◆ Task directions ◆
Scan the material below for the string "stone", and copy every line where it shows up.

◆ Data provided ◆
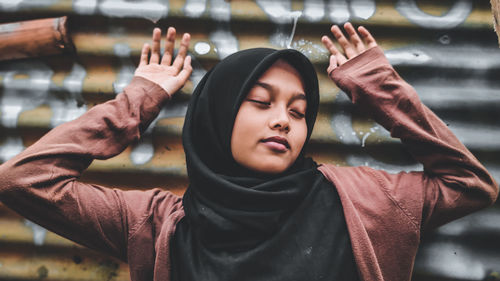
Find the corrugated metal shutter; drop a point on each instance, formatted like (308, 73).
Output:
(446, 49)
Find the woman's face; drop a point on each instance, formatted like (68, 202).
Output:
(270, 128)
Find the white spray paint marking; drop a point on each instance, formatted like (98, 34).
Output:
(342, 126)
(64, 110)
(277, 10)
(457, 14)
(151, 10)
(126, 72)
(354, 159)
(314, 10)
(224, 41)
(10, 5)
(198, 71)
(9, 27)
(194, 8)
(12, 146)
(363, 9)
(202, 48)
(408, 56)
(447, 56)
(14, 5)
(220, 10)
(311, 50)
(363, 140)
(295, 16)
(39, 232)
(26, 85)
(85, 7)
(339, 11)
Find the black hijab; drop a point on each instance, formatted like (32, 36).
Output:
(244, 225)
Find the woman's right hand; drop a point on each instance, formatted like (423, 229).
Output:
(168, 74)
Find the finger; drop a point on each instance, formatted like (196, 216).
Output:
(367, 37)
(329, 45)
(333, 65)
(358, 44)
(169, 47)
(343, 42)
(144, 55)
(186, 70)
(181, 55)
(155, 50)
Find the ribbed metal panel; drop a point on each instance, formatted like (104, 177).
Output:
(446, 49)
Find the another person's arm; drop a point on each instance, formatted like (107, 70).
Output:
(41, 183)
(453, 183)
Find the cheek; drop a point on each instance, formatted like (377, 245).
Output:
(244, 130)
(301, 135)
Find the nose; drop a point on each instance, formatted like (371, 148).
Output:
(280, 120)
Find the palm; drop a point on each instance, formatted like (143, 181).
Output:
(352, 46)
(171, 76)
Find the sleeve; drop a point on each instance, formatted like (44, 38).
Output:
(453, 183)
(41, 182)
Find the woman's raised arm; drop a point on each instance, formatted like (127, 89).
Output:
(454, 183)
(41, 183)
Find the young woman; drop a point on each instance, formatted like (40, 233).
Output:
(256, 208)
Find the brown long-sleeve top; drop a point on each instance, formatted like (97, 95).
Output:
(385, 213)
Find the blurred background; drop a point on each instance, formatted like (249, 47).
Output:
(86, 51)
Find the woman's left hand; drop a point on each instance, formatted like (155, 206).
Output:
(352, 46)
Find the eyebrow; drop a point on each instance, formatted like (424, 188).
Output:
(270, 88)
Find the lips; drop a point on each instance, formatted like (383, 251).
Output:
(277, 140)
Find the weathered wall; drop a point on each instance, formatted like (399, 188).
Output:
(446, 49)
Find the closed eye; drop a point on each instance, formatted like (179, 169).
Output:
==
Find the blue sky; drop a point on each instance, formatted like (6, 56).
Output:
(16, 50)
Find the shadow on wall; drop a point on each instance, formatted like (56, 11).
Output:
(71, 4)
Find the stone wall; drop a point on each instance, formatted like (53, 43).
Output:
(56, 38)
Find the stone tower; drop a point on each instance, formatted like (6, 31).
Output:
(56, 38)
--
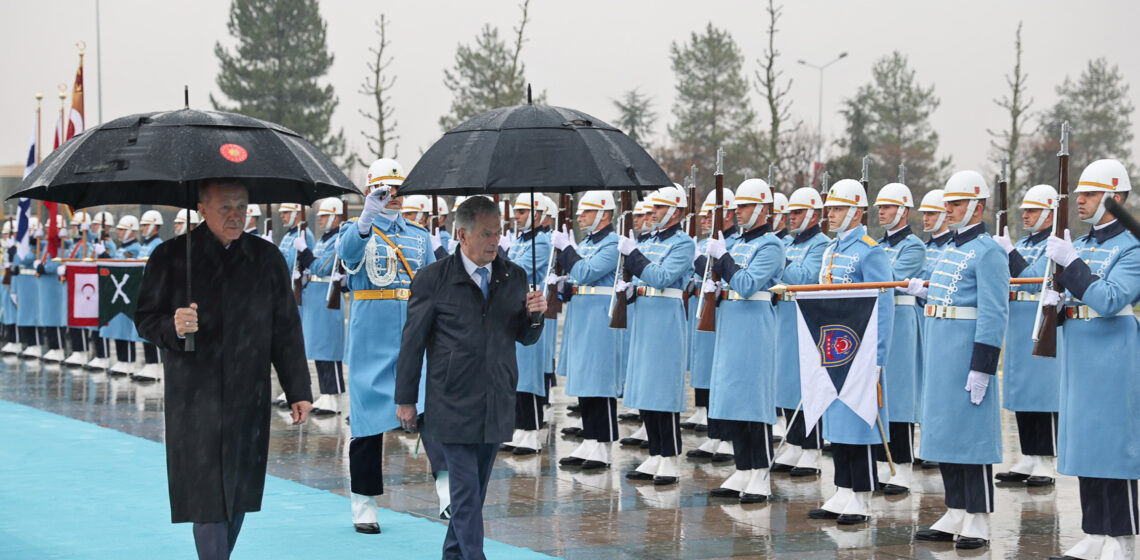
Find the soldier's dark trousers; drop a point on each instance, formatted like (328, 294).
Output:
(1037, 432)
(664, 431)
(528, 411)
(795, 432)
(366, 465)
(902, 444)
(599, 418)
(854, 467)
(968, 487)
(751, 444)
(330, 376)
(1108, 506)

◆ Written answer ◆
Find the stone wall; drop a point on each instance, formatted like (53, 43).
Find the stone tower; drop a point on each instance, formatted like (6, 31).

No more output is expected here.